YOUR GOAL:
Scan the data below and give the number of lines that include the word "camouflage", with no other words.

Items from a data source

# # # # # # #

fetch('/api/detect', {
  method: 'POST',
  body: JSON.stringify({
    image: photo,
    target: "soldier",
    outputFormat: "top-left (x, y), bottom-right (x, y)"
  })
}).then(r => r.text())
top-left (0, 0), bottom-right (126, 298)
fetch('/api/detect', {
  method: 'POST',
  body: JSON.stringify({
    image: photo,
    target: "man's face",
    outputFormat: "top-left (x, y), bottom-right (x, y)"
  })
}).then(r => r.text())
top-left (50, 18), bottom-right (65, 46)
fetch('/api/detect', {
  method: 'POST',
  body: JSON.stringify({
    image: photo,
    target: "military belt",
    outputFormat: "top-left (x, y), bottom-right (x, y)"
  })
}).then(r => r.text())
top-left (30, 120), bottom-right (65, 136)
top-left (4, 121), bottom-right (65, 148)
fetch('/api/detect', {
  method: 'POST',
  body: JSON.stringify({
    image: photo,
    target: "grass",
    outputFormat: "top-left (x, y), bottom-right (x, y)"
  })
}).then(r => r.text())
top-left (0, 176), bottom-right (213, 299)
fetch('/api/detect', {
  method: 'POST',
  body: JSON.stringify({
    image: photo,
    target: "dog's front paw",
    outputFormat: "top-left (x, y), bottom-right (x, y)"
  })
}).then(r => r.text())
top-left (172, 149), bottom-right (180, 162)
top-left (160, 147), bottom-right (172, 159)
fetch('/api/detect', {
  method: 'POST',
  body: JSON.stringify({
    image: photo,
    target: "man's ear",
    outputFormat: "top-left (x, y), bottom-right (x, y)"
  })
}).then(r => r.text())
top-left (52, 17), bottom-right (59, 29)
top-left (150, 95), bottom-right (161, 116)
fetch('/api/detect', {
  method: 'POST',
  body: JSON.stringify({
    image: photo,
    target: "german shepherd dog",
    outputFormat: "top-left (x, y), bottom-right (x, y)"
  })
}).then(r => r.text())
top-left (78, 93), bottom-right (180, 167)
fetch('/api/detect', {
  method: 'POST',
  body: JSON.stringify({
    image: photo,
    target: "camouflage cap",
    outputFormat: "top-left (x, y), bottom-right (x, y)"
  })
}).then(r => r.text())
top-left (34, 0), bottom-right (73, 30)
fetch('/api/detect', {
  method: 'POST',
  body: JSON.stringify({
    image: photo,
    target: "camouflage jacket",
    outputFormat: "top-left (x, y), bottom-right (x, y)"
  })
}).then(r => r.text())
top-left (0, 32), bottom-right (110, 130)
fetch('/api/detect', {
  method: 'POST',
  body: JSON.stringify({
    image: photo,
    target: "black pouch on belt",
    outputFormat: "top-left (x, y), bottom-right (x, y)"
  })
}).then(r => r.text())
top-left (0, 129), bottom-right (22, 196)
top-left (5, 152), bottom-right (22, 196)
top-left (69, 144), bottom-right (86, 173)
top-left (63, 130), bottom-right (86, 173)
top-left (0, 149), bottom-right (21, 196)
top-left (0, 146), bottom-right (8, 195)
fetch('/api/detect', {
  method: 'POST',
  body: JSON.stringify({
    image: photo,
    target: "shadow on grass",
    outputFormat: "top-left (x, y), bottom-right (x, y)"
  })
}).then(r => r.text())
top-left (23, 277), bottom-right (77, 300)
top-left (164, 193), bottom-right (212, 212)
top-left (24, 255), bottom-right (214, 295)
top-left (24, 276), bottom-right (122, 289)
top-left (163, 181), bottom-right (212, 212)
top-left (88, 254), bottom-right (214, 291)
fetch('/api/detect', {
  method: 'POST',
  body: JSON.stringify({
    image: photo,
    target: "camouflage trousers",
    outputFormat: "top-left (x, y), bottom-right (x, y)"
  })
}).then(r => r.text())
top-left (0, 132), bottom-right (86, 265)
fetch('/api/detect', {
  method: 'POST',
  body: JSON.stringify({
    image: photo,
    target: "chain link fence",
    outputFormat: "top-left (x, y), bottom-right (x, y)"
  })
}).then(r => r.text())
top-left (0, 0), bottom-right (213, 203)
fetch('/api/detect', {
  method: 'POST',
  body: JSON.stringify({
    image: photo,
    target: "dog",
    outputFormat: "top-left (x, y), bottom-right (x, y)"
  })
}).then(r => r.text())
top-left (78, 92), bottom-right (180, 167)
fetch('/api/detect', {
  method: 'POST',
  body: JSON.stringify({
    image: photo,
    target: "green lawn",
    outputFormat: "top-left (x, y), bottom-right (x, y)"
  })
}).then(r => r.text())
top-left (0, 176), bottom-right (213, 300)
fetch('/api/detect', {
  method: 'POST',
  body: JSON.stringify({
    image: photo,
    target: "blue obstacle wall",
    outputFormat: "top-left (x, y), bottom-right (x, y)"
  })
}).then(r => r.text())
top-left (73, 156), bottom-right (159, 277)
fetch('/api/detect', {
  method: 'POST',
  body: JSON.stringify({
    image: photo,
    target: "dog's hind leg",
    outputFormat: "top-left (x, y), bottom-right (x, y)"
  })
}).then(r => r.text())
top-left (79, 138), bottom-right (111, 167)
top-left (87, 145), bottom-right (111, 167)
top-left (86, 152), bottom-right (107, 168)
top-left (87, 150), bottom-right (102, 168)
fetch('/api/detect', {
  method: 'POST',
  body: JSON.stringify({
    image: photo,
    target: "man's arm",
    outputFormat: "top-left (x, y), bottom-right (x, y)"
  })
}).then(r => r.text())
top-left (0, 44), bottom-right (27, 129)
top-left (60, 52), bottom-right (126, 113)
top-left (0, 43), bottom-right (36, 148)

# # # # # # #

RESPONSE TO THIS EXERCISE:
3